== Raw data

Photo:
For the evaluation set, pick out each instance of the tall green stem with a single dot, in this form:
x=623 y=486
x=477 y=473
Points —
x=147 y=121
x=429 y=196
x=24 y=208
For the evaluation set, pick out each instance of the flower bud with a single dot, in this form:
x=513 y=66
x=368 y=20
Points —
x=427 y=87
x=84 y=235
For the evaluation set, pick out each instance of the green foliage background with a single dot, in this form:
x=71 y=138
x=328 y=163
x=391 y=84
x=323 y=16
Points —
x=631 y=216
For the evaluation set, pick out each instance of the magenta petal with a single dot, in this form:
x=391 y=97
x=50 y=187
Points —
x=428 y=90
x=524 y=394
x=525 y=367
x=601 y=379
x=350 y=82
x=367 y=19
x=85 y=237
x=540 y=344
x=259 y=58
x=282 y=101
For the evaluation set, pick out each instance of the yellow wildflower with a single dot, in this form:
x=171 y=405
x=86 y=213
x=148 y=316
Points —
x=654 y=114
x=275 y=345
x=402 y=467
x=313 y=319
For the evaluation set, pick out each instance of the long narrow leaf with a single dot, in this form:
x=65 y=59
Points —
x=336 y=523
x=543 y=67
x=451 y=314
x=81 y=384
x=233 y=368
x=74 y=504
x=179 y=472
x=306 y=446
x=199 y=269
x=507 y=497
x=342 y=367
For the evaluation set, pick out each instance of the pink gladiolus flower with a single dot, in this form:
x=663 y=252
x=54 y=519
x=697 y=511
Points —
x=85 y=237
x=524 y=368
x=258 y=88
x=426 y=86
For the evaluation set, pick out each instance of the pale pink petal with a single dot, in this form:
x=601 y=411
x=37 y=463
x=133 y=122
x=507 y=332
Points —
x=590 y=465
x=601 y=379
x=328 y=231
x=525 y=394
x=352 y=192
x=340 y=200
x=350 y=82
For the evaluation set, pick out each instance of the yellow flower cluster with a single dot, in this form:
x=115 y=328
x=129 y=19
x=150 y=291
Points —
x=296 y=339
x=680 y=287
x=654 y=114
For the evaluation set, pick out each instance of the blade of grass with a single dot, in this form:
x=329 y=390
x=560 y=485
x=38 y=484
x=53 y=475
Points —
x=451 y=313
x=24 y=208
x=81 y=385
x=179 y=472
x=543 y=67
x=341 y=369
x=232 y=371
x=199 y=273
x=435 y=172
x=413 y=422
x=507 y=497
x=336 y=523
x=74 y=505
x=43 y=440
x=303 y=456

====

Copy the rows from the line with "the yellow wildflower" up to and including the line with "x=313 y=319", requests and all, but offset every coordinate in the answers by 74.

For the evaluation set, pick out each instance of the yellow wildflower with a single dot, in this form:
x=171 y=405
x=86 y=213
x=148 y=316
Points —
x=728 y=188
x=349 y=419
x=476 y=541
x=387 y=393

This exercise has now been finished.